### RECORDS PROVIDED

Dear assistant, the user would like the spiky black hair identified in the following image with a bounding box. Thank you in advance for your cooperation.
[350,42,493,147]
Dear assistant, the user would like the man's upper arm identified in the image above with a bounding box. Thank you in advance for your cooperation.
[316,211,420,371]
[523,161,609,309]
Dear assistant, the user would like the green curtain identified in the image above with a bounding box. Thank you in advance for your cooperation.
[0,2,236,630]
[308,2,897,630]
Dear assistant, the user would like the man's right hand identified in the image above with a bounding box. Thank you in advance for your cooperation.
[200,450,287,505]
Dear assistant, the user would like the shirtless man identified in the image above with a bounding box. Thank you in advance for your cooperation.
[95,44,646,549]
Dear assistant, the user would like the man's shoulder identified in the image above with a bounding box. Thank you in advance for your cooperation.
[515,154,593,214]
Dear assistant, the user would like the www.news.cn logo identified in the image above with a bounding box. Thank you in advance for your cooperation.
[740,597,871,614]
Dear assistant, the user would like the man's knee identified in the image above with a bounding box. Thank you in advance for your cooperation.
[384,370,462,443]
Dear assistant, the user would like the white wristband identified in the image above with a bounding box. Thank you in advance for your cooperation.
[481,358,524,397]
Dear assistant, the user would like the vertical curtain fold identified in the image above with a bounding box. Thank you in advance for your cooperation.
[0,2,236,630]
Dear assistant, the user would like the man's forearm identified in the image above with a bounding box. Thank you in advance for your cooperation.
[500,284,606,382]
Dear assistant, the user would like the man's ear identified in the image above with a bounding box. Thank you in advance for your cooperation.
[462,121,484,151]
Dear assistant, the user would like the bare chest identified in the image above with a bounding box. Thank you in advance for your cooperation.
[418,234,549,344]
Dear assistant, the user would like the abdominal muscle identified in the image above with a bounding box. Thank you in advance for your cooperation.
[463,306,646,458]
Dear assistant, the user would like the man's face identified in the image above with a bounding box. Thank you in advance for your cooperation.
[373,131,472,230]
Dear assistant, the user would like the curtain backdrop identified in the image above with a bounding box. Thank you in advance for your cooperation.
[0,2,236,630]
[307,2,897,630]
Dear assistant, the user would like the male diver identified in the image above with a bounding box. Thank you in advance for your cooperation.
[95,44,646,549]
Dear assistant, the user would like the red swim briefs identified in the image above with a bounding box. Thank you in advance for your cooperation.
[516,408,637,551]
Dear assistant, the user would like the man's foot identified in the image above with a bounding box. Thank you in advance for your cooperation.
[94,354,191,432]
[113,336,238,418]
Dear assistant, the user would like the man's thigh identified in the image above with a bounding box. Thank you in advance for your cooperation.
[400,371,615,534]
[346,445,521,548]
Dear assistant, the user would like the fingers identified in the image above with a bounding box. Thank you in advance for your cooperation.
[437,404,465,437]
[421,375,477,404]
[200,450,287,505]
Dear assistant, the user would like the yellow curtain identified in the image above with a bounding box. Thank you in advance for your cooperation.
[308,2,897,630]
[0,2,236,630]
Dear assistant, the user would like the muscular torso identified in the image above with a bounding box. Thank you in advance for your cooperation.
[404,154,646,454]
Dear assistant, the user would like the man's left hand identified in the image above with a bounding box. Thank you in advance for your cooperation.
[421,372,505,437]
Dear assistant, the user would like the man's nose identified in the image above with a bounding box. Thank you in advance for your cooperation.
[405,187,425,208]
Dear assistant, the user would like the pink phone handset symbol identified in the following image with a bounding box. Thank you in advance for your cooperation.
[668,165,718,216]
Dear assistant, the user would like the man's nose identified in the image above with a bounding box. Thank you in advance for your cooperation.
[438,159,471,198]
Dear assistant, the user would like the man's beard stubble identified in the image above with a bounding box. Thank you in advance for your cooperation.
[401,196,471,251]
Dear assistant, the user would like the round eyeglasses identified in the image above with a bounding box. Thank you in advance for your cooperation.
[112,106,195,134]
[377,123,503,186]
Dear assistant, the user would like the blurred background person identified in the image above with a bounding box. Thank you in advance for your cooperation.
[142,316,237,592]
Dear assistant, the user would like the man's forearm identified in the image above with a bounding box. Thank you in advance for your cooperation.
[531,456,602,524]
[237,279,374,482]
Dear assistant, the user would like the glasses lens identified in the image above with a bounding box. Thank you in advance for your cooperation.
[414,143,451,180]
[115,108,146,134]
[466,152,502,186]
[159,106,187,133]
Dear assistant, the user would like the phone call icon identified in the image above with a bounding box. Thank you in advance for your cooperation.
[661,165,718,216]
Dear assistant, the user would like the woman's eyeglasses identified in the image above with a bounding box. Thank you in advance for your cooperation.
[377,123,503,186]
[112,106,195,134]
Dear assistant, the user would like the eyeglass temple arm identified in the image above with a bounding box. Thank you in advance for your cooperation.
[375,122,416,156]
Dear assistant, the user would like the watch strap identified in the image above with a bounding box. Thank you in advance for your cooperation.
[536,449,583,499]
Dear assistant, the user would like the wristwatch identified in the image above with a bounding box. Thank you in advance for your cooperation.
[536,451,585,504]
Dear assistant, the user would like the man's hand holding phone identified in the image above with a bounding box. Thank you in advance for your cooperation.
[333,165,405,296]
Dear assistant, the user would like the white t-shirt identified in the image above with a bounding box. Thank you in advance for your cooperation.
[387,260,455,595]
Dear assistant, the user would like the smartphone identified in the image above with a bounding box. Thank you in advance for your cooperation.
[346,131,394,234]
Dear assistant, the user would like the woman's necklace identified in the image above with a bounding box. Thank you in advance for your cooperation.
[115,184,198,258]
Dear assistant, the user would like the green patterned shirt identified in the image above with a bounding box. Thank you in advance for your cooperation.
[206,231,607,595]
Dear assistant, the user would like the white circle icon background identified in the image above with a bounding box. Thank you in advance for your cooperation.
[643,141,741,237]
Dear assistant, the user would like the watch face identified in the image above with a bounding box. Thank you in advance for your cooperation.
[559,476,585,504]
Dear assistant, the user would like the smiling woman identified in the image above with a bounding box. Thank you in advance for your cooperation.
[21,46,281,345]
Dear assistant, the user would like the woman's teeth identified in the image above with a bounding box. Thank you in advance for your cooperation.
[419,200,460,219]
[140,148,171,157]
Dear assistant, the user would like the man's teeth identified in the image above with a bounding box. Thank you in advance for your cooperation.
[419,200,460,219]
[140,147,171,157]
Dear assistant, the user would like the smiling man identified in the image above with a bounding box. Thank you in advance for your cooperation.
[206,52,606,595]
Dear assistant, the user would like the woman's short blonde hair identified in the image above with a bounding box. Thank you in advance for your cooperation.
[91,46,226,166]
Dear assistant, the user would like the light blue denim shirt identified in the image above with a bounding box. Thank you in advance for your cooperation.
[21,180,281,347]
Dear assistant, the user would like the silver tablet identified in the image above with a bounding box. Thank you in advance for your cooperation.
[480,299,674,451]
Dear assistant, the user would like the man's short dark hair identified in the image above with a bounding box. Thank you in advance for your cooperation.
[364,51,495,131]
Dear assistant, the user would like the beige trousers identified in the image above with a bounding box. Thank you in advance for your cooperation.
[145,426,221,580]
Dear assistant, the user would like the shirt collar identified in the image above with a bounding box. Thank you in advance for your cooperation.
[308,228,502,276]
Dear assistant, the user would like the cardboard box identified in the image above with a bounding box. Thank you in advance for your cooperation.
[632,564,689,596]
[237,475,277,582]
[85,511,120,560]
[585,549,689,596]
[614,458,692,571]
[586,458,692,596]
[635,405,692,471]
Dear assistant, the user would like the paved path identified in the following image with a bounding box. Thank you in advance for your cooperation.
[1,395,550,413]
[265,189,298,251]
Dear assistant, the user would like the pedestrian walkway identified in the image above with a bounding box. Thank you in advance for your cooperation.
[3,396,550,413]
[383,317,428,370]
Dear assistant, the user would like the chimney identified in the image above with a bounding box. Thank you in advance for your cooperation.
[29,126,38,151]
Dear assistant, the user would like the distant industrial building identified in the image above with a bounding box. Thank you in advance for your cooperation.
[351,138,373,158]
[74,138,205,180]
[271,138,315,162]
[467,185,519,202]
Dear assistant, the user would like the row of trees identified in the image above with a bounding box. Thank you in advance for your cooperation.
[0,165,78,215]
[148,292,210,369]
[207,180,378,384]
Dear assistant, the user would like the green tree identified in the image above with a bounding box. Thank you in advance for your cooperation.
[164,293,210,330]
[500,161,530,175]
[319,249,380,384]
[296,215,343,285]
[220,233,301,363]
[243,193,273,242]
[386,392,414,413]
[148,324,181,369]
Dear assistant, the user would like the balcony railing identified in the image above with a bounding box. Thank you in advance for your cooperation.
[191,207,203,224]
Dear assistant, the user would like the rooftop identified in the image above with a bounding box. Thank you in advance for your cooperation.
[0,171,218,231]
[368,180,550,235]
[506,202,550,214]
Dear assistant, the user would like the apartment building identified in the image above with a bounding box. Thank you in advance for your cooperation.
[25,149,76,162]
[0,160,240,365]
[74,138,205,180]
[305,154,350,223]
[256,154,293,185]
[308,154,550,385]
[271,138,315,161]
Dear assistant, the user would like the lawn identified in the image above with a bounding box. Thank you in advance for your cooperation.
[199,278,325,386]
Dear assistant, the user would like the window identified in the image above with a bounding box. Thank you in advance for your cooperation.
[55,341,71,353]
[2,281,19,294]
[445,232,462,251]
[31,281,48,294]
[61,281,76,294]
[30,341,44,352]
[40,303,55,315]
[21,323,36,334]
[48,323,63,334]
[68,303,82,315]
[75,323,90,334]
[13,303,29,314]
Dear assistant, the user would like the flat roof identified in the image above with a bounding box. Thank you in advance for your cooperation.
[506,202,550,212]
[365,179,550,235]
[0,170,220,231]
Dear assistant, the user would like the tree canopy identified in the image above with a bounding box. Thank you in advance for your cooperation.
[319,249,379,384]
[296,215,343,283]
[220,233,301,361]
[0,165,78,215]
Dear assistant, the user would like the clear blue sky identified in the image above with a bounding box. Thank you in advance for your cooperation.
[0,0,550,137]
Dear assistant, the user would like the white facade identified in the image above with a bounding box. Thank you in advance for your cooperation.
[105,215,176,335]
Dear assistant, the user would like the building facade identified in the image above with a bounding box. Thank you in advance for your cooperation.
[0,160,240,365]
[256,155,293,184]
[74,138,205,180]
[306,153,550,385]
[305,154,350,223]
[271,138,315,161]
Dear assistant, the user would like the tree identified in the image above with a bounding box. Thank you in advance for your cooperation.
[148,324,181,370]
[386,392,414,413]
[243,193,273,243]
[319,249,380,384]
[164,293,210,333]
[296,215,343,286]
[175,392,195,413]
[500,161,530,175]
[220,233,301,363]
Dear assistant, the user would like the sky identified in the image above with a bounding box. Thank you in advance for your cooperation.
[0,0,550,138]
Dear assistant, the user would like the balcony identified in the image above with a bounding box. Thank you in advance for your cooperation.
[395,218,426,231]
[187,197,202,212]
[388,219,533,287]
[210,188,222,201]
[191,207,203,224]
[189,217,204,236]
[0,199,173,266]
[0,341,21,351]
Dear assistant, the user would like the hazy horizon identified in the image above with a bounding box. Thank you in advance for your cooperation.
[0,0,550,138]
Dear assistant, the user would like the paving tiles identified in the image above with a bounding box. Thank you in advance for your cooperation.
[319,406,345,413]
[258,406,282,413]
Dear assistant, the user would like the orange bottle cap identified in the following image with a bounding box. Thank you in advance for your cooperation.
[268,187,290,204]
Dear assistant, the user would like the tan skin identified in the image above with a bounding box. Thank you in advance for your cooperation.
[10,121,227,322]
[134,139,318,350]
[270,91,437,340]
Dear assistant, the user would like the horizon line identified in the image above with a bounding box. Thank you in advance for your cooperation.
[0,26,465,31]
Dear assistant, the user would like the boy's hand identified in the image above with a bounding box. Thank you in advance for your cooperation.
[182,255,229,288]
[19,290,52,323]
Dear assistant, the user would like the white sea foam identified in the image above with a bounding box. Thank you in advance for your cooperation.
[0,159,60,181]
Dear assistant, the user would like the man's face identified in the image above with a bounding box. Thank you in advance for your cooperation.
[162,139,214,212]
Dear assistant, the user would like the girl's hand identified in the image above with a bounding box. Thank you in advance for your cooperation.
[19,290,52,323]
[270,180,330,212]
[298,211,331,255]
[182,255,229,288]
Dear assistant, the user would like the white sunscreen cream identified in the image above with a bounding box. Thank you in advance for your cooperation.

### EXERCISE REQUIREMENTS
Rescale the stretch of data from the line containing "Dear assistant, the user would like the white circle" through the line containing "[364,51,495,131]", both included, and give only those lines. Rewrite every line in full, multiplying each bounding box coordinate by 1.8 and rounding to a whole number, with halves rounded up.

### TASK ANSWER
Dear assistant, the user would like the white circle icon background identified in the image above with a bounding box. Thank you in advance for your cooperation.
[1157,254,1334,427]
Dear assistant, the user would like the watch face identified in the image above with a bounding box. Thank you in advance for your cooperation.
[1006,857,1053,907]
Dear assistant, the user would like the smiling woman identified in the image above with a bounding box. Thank you in advance for your cooperation.
[38,83,506,621]
Dear assistant, the user would like the woman's teeth identified in the image above with a bounding box. Thank you in advance for your cooperation.
[754,360,828,394]
[252,266,308,283]
Dear assistant, the user would like the man's teeth identified in the image above with a bounding box. Thank you in advance for your cooperation.
[754,360,828,394]
[252,265,308,283]
Dear assistant, the user would like the smiling man identified in the image above with a bounding box. Thank you in advance for your cooperation.
[371,94,1091,1071]
Dear assistant, the user would like the woman's short blonde hair identified in the image above with a bounding box. Thank you in advance for your cooperation.
[164,83,407,299]
Dear assistant, the user would like the light blue denim shirt identified in the image above with a bounding box. Thank you in advance for your cooperation.
[38,324,506,625]
Dear assistant, the user would like the silver tablet identified in the image above with a bounding box. Thank you in advance for your cooperation.
[864,538,1213,812]
Dear assistant, the user would like the man's short dark hair identified in the image above with a bounding box. Thank you in advance for your cooperation.
[655,92,891,236]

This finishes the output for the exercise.